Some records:
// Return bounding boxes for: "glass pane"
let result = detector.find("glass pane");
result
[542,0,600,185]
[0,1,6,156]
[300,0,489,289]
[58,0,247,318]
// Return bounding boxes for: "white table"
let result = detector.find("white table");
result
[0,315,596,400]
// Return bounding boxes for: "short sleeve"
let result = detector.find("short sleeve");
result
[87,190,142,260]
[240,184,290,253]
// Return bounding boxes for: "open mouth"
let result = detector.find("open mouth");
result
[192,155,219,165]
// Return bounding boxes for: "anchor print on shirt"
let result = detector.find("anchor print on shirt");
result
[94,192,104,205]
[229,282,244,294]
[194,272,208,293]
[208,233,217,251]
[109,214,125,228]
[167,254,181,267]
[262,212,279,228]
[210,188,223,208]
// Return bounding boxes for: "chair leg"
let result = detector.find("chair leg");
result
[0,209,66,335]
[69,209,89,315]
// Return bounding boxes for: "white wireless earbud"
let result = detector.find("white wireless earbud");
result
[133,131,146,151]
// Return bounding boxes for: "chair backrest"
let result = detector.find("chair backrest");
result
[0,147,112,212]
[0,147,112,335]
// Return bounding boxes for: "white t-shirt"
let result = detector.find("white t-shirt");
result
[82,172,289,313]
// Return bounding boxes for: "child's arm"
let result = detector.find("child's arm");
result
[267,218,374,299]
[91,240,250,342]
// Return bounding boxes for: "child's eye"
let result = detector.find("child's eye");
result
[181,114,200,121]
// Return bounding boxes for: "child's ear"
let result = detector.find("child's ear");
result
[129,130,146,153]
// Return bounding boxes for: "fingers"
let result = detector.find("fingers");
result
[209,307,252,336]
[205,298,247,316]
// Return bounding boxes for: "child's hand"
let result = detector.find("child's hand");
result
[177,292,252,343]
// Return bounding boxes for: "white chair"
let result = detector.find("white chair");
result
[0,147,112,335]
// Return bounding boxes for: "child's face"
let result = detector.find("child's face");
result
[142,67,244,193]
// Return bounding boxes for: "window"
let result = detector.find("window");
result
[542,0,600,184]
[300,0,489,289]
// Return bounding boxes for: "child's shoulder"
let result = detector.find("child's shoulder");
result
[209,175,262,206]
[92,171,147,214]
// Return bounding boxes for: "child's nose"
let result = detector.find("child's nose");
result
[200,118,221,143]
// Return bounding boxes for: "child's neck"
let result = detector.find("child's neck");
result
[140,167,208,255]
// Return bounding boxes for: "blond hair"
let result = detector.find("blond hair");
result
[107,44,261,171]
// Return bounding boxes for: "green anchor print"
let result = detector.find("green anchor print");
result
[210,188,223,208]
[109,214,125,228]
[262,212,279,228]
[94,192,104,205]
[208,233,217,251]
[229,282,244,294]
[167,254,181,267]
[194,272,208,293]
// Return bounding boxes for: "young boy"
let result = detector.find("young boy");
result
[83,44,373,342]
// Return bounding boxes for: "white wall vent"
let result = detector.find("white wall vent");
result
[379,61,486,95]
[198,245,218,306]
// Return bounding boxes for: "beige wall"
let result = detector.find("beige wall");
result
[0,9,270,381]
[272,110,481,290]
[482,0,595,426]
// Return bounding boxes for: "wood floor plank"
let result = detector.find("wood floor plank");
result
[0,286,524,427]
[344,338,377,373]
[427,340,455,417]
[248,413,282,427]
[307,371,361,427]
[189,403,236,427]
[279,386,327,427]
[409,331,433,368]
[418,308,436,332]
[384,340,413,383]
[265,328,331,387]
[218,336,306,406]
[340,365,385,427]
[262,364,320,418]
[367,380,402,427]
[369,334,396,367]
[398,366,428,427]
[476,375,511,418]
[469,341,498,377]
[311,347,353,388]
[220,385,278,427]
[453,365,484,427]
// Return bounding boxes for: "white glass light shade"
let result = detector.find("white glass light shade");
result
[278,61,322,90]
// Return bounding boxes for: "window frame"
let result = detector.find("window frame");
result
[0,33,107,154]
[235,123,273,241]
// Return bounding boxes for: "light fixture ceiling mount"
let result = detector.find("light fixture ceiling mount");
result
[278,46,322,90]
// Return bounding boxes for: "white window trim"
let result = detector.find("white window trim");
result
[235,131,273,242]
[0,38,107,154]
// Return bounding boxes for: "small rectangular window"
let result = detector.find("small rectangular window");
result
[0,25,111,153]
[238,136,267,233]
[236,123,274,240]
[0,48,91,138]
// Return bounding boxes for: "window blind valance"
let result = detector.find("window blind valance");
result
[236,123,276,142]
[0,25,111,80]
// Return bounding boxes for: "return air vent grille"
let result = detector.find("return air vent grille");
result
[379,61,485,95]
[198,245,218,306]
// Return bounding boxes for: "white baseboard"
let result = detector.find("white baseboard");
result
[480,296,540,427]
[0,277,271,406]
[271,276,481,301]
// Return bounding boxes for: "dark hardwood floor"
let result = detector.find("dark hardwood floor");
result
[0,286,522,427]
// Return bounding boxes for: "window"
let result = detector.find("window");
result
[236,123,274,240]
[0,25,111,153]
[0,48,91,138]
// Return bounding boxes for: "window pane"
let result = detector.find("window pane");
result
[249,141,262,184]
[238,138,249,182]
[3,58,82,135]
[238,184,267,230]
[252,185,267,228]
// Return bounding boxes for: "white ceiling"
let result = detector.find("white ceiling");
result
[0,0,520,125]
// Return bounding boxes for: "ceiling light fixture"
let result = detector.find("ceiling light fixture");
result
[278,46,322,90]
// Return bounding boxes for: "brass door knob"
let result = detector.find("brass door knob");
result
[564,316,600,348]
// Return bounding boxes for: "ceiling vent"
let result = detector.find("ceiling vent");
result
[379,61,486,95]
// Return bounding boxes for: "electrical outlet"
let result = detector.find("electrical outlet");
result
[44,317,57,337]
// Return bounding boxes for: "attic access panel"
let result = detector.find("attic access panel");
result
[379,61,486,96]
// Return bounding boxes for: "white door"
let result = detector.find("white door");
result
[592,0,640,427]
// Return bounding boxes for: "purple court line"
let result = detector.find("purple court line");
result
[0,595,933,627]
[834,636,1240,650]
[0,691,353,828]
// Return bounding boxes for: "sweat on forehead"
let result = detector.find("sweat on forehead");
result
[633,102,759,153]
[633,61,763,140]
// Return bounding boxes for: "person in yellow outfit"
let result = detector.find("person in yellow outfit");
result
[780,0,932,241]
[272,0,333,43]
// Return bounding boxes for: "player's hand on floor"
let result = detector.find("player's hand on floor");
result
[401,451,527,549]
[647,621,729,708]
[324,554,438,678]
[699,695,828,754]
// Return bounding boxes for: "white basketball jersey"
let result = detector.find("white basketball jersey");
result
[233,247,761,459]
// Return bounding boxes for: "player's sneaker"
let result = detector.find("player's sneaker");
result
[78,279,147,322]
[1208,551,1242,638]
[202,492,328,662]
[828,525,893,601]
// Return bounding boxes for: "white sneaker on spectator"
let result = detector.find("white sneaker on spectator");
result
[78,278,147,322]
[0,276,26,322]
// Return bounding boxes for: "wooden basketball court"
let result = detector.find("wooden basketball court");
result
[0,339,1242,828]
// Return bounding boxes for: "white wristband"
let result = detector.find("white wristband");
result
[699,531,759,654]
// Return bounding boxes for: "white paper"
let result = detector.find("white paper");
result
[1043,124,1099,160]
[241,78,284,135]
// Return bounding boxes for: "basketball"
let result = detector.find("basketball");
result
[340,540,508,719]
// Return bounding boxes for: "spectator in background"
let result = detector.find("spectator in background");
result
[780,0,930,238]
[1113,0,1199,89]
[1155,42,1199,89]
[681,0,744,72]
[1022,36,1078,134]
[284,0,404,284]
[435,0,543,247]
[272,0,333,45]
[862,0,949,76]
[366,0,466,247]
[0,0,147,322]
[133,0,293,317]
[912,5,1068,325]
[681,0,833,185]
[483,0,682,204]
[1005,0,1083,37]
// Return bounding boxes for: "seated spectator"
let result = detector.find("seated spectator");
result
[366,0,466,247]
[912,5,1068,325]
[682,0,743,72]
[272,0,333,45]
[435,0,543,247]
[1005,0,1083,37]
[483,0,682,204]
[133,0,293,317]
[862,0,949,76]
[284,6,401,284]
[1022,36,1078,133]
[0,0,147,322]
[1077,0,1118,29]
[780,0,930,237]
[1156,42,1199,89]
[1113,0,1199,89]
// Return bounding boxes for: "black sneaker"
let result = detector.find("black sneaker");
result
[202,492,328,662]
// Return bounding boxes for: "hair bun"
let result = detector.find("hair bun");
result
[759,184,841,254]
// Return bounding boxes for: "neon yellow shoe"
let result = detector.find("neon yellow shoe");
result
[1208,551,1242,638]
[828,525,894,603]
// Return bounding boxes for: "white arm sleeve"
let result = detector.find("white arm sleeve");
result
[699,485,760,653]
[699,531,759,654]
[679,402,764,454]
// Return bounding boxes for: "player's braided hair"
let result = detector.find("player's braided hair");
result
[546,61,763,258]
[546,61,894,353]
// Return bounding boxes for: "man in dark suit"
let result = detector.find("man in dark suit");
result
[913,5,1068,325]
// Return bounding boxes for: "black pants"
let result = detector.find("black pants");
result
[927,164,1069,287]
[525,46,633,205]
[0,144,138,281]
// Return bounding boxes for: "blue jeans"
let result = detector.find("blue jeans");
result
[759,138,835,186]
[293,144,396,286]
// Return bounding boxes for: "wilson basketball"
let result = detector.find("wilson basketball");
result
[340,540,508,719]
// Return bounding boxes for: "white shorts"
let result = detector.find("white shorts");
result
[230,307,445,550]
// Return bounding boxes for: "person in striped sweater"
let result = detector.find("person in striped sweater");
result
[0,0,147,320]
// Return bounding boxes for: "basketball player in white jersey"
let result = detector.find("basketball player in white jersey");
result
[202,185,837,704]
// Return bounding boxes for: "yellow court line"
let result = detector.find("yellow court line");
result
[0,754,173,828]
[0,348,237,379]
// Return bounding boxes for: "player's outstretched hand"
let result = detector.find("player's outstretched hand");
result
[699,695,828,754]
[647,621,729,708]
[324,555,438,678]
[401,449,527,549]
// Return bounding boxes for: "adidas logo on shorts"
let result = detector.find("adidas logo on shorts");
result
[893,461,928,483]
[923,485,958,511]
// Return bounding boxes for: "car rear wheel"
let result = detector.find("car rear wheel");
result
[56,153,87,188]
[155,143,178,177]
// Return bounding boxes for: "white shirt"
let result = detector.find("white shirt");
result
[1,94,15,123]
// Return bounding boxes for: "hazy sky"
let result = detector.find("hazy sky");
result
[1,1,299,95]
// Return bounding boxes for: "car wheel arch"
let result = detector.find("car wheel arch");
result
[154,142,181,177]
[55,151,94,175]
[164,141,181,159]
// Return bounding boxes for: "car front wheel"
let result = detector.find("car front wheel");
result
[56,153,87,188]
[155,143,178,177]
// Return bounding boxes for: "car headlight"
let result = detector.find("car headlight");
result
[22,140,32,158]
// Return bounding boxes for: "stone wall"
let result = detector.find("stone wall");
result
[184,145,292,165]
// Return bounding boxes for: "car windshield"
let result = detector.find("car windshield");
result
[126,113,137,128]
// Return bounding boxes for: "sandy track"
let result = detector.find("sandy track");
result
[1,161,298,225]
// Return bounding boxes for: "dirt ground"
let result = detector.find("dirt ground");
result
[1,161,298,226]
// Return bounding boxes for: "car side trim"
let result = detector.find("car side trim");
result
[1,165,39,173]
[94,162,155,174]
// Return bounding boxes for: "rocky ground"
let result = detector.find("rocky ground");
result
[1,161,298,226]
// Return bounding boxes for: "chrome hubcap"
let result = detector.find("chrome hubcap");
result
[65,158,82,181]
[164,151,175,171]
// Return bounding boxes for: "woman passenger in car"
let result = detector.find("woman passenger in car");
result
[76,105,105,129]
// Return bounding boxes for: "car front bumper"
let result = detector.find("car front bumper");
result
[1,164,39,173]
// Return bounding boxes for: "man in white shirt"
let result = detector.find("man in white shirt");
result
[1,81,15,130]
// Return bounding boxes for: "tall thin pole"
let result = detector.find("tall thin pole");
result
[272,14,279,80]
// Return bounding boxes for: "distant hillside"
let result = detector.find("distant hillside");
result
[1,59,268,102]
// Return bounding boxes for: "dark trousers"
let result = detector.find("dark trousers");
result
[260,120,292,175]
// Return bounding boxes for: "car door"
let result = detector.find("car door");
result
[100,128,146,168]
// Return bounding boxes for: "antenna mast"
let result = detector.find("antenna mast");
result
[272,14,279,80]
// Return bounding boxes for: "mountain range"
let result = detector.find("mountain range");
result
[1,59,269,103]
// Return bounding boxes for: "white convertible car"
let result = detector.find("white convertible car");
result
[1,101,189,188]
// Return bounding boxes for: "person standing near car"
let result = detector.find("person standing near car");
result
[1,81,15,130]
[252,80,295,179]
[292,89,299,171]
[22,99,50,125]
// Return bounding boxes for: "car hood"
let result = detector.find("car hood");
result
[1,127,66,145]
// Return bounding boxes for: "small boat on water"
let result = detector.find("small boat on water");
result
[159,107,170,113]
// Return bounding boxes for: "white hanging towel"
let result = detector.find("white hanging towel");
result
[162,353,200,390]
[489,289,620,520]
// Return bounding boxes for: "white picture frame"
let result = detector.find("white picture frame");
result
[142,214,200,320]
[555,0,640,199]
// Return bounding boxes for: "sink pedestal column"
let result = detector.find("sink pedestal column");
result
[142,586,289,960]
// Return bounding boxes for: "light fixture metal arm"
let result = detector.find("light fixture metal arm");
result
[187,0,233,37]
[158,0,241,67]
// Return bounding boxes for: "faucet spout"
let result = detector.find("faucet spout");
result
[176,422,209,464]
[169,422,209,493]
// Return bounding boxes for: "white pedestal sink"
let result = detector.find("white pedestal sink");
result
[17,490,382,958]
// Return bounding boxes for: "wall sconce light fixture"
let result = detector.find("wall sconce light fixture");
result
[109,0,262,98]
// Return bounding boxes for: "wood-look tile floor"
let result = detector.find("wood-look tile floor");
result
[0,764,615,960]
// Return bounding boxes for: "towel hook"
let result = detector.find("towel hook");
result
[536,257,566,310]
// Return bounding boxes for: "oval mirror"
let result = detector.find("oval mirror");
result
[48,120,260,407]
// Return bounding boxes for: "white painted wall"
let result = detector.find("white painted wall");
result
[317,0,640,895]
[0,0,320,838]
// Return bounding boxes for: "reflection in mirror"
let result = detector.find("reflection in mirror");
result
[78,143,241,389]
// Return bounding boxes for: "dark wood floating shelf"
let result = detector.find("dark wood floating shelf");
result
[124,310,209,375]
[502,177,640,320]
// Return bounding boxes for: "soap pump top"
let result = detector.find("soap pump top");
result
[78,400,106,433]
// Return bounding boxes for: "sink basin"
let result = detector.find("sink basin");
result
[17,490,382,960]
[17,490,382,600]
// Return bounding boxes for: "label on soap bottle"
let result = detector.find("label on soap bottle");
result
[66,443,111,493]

EXERCISE BRIEF:
Update the records from the beginning through the line containing "[240,184,290,253]", inclusive, changing "glass pane" to "window pane" and leaving everything else as is. Return only those lines.

THE RESULT:
// Return bounding boxes for: "window pane"
let result = detector.find("window pane");
result
[542,0,600,185]
[0,1,6,156]
[300,0,489,289]
[58,0,247,318]
// Return bounding boxes for: "white table"
let result = detector.find("white table");
result
[0,315,596,400]
// Return bounding boxes for: "short sleeve"
let result = detector.find("short sleeve");
result
[87,190,142,260]
[240,184,290,253]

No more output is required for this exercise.